## What to do
Exact duplicates of all entries are needed.

··· Given information

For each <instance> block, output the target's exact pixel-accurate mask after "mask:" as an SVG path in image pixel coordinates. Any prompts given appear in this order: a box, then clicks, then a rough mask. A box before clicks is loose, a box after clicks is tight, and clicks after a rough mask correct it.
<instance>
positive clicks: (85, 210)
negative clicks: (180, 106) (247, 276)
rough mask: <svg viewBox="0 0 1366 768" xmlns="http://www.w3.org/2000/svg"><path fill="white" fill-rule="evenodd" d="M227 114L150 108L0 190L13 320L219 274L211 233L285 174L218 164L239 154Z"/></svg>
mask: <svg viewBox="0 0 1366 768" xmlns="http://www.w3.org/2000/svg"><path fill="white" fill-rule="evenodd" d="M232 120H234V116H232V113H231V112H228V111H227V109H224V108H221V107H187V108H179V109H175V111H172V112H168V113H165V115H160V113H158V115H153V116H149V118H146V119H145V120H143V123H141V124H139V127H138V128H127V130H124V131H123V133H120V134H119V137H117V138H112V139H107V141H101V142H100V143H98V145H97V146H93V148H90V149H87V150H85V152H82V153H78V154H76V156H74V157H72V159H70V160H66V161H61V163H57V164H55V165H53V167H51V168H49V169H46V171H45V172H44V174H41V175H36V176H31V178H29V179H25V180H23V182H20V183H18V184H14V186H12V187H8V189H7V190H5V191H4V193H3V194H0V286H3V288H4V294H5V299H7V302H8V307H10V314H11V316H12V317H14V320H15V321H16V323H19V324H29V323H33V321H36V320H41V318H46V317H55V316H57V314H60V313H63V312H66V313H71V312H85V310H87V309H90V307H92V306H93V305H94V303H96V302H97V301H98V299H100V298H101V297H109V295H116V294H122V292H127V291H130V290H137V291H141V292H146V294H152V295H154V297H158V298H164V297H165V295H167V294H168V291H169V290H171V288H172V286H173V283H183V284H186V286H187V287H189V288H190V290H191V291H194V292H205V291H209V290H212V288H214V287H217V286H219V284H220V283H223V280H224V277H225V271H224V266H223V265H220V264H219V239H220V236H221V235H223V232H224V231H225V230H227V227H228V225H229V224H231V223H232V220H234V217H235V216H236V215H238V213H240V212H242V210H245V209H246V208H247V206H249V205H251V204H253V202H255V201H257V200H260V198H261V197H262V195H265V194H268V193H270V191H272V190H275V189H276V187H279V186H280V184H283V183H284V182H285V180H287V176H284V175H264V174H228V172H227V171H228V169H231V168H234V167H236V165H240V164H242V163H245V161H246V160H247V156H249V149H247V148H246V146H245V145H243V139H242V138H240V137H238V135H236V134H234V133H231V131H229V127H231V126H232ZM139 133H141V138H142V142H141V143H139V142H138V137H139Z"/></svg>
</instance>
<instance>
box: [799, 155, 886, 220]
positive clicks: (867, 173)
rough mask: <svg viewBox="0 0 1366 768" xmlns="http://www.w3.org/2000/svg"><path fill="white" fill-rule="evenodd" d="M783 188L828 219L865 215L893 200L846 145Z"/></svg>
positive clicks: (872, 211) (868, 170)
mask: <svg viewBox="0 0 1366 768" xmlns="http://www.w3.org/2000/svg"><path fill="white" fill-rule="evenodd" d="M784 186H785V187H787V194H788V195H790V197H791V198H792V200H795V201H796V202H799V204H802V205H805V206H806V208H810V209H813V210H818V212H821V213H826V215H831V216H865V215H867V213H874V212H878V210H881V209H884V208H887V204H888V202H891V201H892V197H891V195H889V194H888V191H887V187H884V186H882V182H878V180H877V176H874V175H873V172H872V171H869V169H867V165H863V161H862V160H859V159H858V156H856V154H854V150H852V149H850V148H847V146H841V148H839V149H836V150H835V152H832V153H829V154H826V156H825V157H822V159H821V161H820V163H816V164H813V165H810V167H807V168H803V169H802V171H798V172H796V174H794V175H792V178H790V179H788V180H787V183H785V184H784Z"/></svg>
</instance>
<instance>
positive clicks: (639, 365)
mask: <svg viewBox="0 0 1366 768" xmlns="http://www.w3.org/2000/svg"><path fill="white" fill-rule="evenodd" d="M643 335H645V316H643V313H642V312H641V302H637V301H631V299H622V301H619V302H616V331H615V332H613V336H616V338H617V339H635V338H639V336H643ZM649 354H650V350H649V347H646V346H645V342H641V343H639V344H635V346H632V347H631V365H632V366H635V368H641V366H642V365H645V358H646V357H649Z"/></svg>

······

## Response
For each <instance> block, output the target's exact pixel-accurate mask after "mask:" as an SVG path in image pixel coordinates. Any prompts given appear in this order: a box, then clicks, then a rough mask. A box before clicks is loose, a box after clicks is tight, and clicks after a rough mask correct it.
<instance>
positive clicks: (85, 210)
negative clicks: (180, 106) (247, 276)
rough mask: <svg viewBox="0 0 1366 768" xmlns="http://www.w3.org/2000/svg"><path fill="white" fill-rule="evenodd" d="M227 114L150 108L0 190L13 320L219 274L211 233L285 174L218 164L239 154Z"/></svg>
mask: <svg viewBox="0 0 1366 768" xmlns="http://www.w3.org/2000/svg"><path fill="white" fill-rule="evenodd" d="M232 120H234V116H232V113H231V112H228V111H227V109H224V108H221V107H187V108H179V109H175V111H172V112H168V113H165V115H160V113H158V115H153V116H149V118H146V119H145V120H143V123H141V124H139V127H138V128H127V130H124V131H123V133H120V134H119V137H117V138H112V139H107V141H101V142H100V143H98V145H97V146H93V148H90V149H87V150H85V152H82V153H78V154H76V156H74V157H72V159H70V160H66V161H61V163H57V164H55V165H53V167H51V168H49V169H46V171H45V172H44V174H41V175H36V176H31V178H29V179H25V180H23V182H20V183H18V184H14V186H12V187H8V189H7V190H5V191H4V193H3V194H0V286H3V288H4V294H5V299H7V302H8V307H10V314H11V316H12V317H14V320H15V321H16V323H19V324H29V323H33V321H36V320H41V318H46V317H55V316H57V314H60V313H63V312H66V313H71V312H85V310H87V309H90V307H92V306H93V305H94V303H96V302H97V301H98V299H100V298H101V297H109V295H116V294H122V292H127V291H130V290H137V291H141V292H146V294H152V295H154V297H158V298H164V297H165V295H167V294H168V291H169V290H171V288H172V286H173V283H183V284H186V286H187V287H189V288H190V290H191V291H194V292H205V291H209V290H212V288H214V287H217V286H219V284H220V283H223V280H224V277H225V271H224V266H223V265H220V264H219V239H220V236H221V235H223V232H224V231H225V230H227V227H228V225H229V224H231V223H232V220H234V217H235V216H236V215H238V213H240V212H242V210H245V209H246V208H247V206H249V205H251V204H253V202H255V201H257V200H260V198H261V197H262V195H265V194H268V193H270V191H272V190H275V189H276V187H279V186H280V184H283V183H284V182H285V180H287V176H284V175H264V174H228V172H227V171H228V169H231V168H234V167H236V165H240V164H242V163H245V161H246V160H247V156H249V149H247V148H246V146H245V145H243V139H242V138H240V137H238V135H236V134H234V133H231V131H229V127H231V126H232ZM139 133H141V138H142V142H141V143H139V142H138V137H139Z"/></svg>
</instance>
<instance>
box: [799, 155, 886, 220]
positive clicks: (867, 173)
rough mask: <svg viewBox="0 0 1366 768" xmlns="http://www.w3.org/2000/svg"><path fill="white" fill-rule="evenodd" d="M783 188L828 219L865 215L893 200L846 145Z"/></svg>
positive clicks: (872, 211) (868, 170)
mask: <svg viewBox="0 0 1366 768" xmlns="http://www.w3.org/2000/svg"><path fill="white" fill-rule="evenodd" d="M784 186H785V187H787V194H788V195H790V197H791V198H792V200H795V201H796V202H799V204H802V205H805V206H806V208H810V209H813V210H818V212H821V213H826V215H831V216H865V215H867V213H874V212H878V210H881V209H884V208H887V204H888V202H891V201H892V197H891V195H889V194H888V191H887V187H884V186H882V182H878V180H877V176H874V175H873V172H872V171H869V169H867V165H863V161H862V160H859V159H858V156H856V154H854V150H852V149H850V148H847V146H841V148H839V149H836V150H835V152H832V153H829V154H826V156H825V157H822V159H821V161H820V163H816V164H813V165H810V167H807V168H803V169H802V171H798V172H796V174H794V175H792V178H790V179H788V180H787V183H785V184H784Z"/></svg>
</instance>
<instance>
positive clicks: (639, 365)
mask: <svg viewBox="0 0 1366 768" xmlns="http://www.w3.org/2000/svg"><path fill="white" fill-rule="evenodd" d="M643 335H645V316H643V313H642V312H641V302H637V301H631V299H622V301H619V302H616V331H615V332H613V336H616V338H617V339H635V338H639V336H643ZM649 354H650V350H649V347H646V346H645V342H641V343H639V344H635V346H632V347H631V365H632V366H635V368H641V366H642V365H645V358H646V357H649Z"/></svg>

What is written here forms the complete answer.